[begin Extracted text]

Home Page  | Alphabetic Index  | Ratings Index  | Web Resources

La Strategia del ragno (1970)
(aka The Spider's Stratagem)

A review by Damian Cannon.
Copyright © Movie Reviews UK 2000

How terrible it must be to live in the shadow of one's own father, forever compared to some unattainable ideal. It's bad enough competing against peers, there always seem to be a few who munch on greener grass, but at least you're in with a chance; they haven't got a several decade head-start. Yet far worse (how unfair people can be!) are those parents who foist the same forename upon their child. Talk about rubbing your nose in it! Haven't these folk got any imagination? Consider then the implicit moral dilemma when you discover that your father is no angel, that he doesn't deserve the praise lavished upon his memory?

A course of action might be to broadcast the news far and wide, ensuring that no one's vision of your father is left untarnished; certainly one way to destroy a reputation. Then again not only could you appear bad by familial association but you'll also probably end up looking like a spiteful brat whatever the outcome. From watching The Spider's Stratagem you might decide that keeping quiet is the way to go, but then that makes you a collaborator. By wrongfully supporting this heroic aura, not only do you fail to solve your image problem but you're stuck as a lifelong accomplice to the secret. It's a lose-lose situation.

So, what does Athos Magnani (Giulio Brogi) do? Given that, in the beginning, Athos has no interest in the dishevelled small-town that is Tara, not a lot. Having been summoned for purposes unknown by a strange woman, Draifa (Alida Valli), to a place that he's never before set eyes upon, Athos is nonplussed. Since he never knew his father, Athos has no desire to unearth the murderous truth (no matter how elusive) and that's that. Given the uneasy welcome that an ageing population summons up for his questions, you can understand his reaction. However, when inhabitants like Gaibazzi (Pippo Campanini), Costa (Tino Scotti) and Rasori (Franco Giovanelli) become nicely obstructive, The Spider's Stratagem sets its snare for Athos.

[end Extracted text]
[begin Raw data]

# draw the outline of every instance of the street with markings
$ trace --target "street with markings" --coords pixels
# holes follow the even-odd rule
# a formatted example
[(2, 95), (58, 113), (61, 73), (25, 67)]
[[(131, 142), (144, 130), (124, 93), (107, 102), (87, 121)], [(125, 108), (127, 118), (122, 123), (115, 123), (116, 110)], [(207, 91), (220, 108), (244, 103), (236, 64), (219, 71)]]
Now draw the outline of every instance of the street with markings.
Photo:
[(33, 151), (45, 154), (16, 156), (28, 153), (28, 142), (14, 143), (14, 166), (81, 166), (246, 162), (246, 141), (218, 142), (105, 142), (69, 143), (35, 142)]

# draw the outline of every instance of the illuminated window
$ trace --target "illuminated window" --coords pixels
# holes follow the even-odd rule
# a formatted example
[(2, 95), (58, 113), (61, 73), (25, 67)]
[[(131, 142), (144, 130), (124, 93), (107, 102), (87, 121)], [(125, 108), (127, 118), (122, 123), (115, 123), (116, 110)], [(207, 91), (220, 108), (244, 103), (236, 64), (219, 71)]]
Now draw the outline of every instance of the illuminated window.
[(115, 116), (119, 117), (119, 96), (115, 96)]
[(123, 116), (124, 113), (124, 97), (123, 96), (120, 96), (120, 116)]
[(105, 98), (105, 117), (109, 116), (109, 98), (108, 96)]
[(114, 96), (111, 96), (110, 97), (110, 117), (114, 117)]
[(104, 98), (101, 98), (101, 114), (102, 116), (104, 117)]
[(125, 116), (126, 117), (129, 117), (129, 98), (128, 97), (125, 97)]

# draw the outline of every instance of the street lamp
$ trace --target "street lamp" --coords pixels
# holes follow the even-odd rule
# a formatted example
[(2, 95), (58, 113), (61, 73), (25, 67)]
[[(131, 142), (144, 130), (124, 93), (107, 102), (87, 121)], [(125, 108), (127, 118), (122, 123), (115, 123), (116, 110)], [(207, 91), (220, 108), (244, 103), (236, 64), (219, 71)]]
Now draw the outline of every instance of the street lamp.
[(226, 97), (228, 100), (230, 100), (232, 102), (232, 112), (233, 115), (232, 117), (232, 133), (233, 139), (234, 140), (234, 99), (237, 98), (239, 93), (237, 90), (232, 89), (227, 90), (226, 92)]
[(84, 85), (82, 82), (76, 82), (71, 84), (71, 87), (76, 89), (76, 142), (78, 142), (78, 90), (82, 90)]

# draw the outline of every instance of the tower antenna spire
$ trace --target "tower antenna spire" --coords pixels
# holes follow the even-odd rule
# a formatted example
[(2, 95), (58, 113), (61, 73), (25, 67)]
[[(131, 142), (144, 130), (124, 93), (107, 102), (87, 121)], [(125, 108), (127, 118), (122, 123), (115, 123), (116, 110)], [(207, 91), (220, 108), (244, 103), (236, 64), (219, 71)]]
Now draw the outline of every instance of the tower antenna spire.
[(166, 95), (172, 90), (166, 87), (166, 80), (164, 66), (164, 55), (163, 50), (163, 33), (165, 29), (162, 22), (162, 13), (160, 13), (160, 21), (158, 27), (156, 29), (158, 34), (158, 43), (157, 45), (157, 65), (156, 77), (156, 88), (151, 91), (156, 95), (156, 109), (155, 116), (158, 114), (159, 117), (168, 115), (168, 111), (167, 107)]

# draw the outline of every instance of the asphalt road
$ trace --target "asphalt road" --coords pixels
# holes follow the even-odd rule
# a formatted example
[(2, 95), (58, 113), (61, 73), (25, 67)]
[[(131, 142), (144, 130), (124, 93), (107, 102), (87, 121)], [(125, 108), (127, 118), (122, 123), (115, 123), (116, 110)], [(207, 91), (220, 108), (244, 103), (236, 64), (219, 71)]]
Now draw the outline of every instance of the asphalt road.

[end Raw data]

▶ Problems and tasks
[A] Decide whether each statement agrees with the review, and quote the words that settle it: (i) The review is copyrighted to Movie Reviews UK in 2000. (ii) Athos Magnani knew his father. (iii) Alida Valli plays Draifa.
[B] Transcribe the review, starting at "(aka The Spider's" and ending at "upon his memory?".
[C] Answer from the review:
(i) Who wrote the review?
(ii) What is the name of the small town Athos is summoned to?
(iii) Which actor plays Costa?

▶ Response list
[A]
(i) Yes: "Copyright © Movie Reviews UK 2000"
(ii) No: "Since he never knew his father"
(iii) Yes: "Draifa (Alida Valli)"

[B]
(aka The Spider's Stratagem)

A review by Damian Cannon.
Copyright © Movie Reviews UK 2000

How terrible it must be to live in the shadow of one's own father, forever compared to some unattainable ideal. It's bad enough competing against peers, there always seem to be a few who munch on greener grass, but at least you're in with a chance; they haven't got a several decade head-start. Yet far worse (how unfair people can be!) are those parents who foist the same forename upon their child. Talk about rubbing your nose in it! Haven't these folk got any imagination? Consider then the implicit moral dilemma when you discover that your father is no angel, that he doesn't deserve the praise lavished upon his memory?

[C]
(i) Damian Cannon
(ii) Tara
(iii) Tino Scotti